#### Task goal
Your answer should be every line of the entries that has the string "coniferous" in it.

#### Data listing
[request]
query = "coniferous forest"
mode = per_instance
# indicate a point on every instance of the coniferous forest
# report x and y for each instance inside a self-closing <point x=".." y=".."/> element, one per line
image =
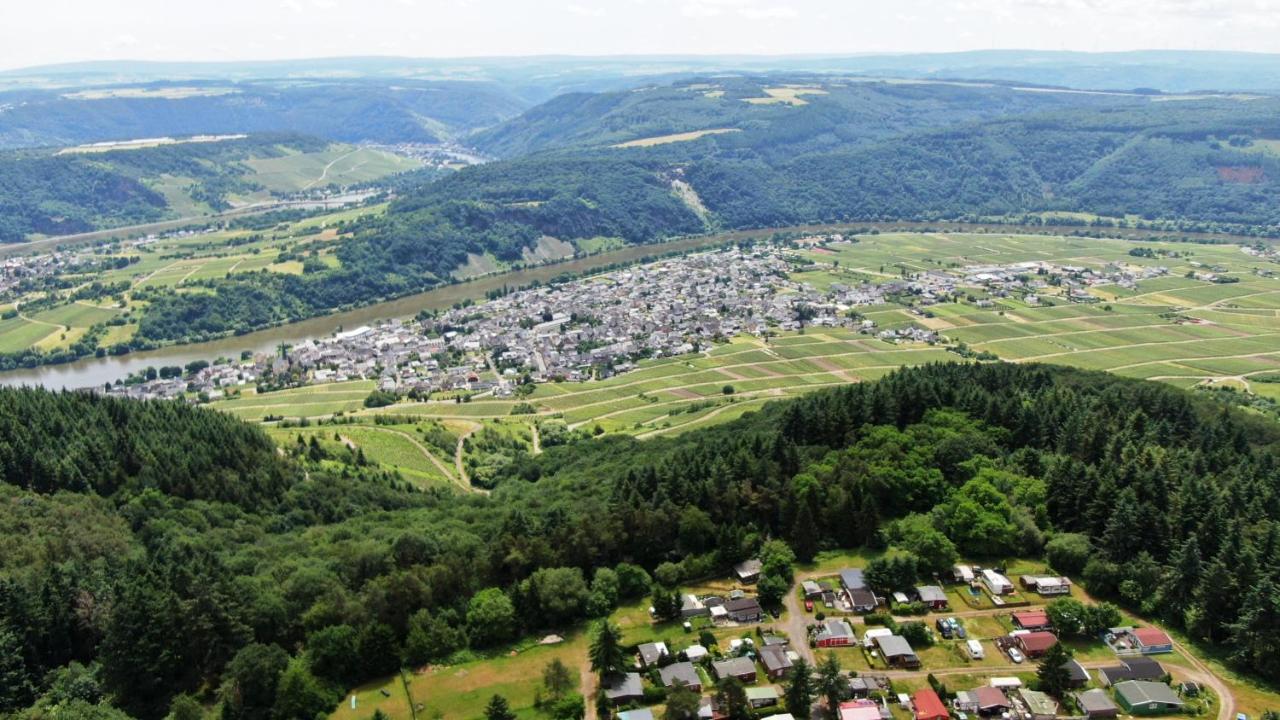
<point x="155" y="552"/>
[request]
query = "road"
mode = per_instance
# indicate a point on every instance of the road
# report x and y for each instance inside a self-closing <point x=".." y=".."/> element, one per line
<point x="796" y="621"/>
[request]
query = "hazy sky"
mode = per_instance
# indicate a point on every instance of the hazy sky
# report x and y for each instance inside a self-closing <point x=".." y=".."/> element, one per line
<point x="54" y="31"/>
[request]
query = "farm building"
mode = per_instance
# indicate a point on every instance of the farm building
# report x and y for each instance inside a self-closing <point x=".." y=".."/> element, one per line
<point x="691" y="606"/>
<point x="859" y="710"/>
<point x="1032" y="620"/>
<point x="983" y="701"/>
<point x="1037" y="705"/>
<point x="933" y="596"/>
<point x="1143" y="697"/>
<point x="762" y="697"/>
<point x="1078" y="674"/>
<point x="624" y="688"/>
<point x="1037" y="643"/>
<point x="897" y="652"/>
<point x="1046" y="584"/>
<point x="748" y="570"/>
<point x="996" y="583"/>
<point x="928" y="705"/>
<point x="1132" y="669"/>
<point x="681" y="673"/>
<point x="835" y="632"/>
<point x="652" y="654"/>
<point x="740" y="668"/>
<point x="1096" y="703"/>
<point x="744" y="610"/>
<point x="776" y="661"/>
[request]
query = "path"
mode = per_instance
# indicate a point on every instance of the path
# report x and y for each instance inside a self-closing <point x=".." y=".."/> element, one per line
<point x="324" y="173"/>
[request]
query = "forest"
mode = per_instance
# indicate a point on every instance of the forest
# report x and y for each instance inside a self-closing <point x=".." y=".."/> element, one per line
<point x="64" y="194"/>
<point x="138" y="580"/>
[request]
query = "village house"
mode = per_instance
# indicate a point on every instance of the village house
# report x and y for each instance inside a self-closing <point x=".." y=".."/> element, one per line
<point x="740" y="668"/>
<point x="1144" y="697"/>
<point x="681" y="674"/>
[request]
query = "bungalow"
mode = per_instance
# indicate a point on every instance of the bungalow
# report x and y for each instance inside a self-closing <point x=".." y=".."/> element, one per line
<point x="1078" y="674"/>
<point x="748" y="570"/>
<point x="740" y="668"/>
<point x="681" y="674"/>
<point x="691" y="607"/>
<point x="853" y="579"/>
<point x="983" y="701"/>
<point x="1046" y="584"/>
<point x="835" y="632"/>
<point x="776" y="661"/>
<point x="1032" y="620"/>
<point x="1143" y="697"/>
<point x="928" y="705"/>
<point x="1130" y="669"/>
<point x="1096" y="703"/>
<point x="624" y="688"/>
<point x="762" y="697"/>
<point x="859" y="710"/>
<point x="996" y="583"/>
<point x="1151" y="641"/>
<point x="652" y="654"/>
<point x="744" y="610"/>
<point x="1038" y="706"/>
<point x="933" y="596"/>
<point x="897" y="652"/>
<point x="862" y="600"/>
<point x="1037" y="643"/>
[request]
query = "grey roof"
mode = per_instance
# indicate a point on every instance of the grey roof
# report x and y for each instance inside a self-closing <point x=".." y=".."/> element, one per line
<point x="625" y="686"/>
<point x="1096" y="701"/>
<point x="680" y="673"/>
<point x="734" y="666"/>
<point x="853" y="578"/>
<point x="775" y="657"/>
<point x="931" y="593"/>
<point x="652" y="652"/>
<point x="894" y="646"/>
<point x="1141" y="692"/>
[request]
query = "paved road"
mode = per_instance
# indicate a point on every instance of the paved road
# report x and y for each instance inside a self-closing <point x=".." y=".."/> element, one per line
<point x="798" y="619"/>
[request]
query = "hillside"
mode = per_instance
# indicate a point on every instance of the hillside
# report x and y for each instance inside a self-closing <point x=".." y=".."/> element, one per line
<point x="91" y="187"/>
<point x="337" y="110"/>
<point x="356" y="574"/>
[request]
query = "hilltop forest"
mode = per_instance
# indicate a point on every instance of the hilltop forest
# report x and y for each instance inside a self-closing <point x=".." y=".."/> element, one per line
<point x="786" y="150"/>
<point x="137" y="579"/>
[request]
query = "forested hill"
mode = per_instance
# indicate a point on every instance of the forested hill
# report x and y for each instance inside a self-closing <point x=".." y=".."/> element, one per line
<point x="274" y="606"/>
<point x="775" y="151"/>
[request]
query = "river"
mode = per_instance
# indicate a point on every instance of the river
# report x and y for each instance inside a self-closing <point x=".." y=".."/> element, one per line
<point x="95" y="372"/>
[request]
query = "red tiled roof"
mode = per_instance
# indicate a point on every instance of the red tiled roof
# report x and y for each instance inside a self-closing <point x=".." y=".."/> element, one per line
<point x="1037" y="642"/>
<point x="1151" y="636"/>
<point x="928" y="705"/>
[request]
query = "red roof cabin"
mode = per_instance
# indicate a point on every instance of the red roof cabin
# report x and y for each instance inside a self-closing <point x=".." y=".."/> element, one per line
<point x="1032" y="620"/>
<point x="928" y="706"/>
<point x="1036" y="645"/>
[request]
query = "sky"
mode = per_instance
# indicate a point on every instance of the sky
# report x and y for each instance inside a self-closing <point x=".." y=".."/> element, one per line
<point x="35" y="32"/>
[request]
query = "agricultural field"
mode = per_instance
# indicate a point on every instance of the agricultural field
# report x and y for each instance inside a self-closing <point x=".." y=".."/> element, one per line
<point x="179" y="263"/>
<point x="1171" y="328"/>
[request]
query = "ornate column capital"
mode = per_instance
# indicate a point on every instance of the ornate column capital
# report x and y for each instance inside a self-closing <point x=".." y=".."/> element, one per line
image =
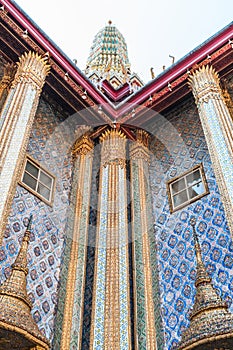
<point x="113" y="147"/>
<point x="9" y="72"/>
<point x="32" y="69"/>
<point x="204" y="83"/>
<point x="83" y="146"/>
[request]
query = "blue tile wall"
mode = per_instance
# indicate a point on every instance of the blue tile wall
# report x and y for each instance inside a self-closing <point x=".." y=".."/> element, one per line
<point x="178" y="146"/>
<point x="49" y="144"/>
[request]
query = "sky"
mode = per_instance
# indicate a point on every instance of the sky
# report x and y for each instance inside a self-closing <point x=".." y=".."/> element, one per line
<point x="153" y="29"/>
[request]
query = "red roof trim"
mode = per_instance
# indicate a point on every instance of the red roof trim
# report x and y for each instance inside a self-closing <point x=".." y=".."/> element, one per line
<point x="144" y="93"/>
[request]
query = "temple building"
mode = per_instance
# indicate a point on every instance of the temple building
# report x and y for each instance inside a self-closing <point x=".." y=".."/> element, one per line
<point x="116" y="196"/>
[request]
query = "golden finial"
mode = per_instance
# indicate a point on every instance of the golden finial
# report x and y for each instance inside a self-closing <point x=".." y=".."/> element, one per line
<point x="211" y="324"/>
<point x="17" y="325"/>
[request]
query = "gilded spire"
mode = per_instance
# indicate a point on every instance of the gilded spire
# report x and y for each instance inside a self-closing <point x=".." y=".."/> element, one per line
<point x="211" y="324"/>
<point x="18" y="329"/>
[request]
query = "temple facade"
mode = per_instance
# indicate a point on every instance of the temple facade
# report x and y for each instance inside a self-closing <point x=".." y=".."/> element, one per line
<point x="116" y="196"/>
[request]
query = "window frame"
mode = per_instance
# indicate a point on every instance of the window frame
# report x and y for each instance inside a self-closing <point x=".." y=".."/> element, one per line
<point x="184" y="176"/>
<point x="46" y="172"/>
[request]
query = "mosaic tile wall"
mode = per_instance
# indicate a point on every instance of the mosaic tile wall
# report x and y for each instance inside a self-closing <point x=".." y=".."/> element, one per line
<point x="49" y="144"/>
<point x="179" y="145"/>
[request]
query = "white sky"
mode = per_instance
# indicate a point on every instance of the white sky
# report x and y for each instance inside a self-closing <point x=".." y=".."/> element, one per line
<point x="153" y="29"/>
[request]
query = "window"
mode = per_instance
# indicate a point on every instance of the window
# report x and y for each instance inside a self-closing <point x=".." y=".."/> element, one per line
<point x="187" y="188"/>
<point x="37" y="180"/>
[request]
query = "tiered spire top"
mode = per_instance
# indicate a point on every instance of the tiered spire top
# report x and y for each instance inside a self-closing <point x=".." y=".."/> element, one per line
<point x="18" y="330"/>
<point x="211" y="324"/>
<point x="109" y="52"/>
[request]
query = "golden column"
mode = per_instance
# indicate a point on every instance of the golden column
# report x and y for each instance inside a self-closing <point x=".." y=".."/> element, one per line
<point x="16" y="123"/>
<point x="218" y="129"/>
<point x="142" y="239"/>
<point x="70" y="307"/>
<point x="110" y="328"/>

#### Written solution
query = "coniferous forest"
# indicate a point on every instance of the coniferous forest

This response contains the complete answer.